# Instruction:
Return each line of the data below that contains the word "hand".

* Start Data for processing *

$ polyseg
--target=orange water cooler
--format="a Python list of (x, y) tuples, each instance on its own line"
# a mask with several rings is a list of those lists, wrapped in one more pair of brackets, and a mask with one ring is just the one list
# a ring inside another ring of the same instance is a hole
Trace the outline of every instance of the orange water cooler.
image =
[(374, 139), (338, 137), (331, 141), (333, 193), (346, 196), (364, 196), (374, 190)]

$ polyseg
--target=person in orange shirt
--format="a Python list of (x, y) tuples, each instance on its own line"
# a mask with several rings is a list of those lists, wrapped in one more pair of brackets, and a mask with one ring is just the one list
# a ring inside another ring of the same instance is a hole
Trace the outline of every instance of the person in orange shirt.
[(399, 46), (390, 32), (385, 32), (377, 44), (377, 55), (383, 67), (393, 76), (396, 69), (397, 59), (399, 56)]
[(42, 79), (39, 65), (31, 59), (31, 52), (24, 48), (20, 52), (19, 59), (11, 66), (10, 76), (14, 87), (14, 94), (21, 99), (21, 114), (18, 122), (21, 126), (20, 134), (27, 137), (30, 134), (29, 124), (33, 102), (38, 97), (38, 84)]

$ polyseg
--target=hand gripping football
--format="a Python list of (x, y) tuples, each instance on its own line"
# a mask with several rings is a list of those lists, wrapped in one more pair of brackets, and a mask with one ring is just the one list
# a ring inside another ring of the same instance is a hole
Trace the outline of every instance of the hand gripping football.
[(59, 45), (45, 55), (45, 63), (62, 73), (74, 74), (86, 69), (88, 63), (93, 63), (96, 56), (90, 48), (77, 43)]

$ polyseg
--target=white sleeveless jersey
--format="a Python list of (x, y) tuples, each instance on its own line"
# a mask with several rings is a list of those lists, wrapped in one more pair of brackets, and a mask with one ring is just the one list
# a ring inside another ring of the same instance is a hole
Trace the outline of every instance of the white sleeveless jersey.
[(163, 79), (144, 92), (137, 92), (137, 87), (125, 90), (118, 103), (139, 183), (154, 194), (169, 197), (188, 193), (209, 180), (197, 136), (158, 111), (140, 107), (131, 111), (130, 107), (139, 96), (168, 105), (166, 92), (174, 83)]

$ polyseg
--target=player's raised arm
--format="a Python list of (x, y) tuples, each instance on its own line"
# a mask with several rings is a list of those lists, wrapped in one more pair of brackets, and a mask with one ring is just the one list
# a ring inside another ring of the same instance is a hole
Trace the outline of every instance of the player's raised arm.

* End Data for processing *

# Response:
--target=hand gripping football
Trace the outline of every instance of the hand gripping football.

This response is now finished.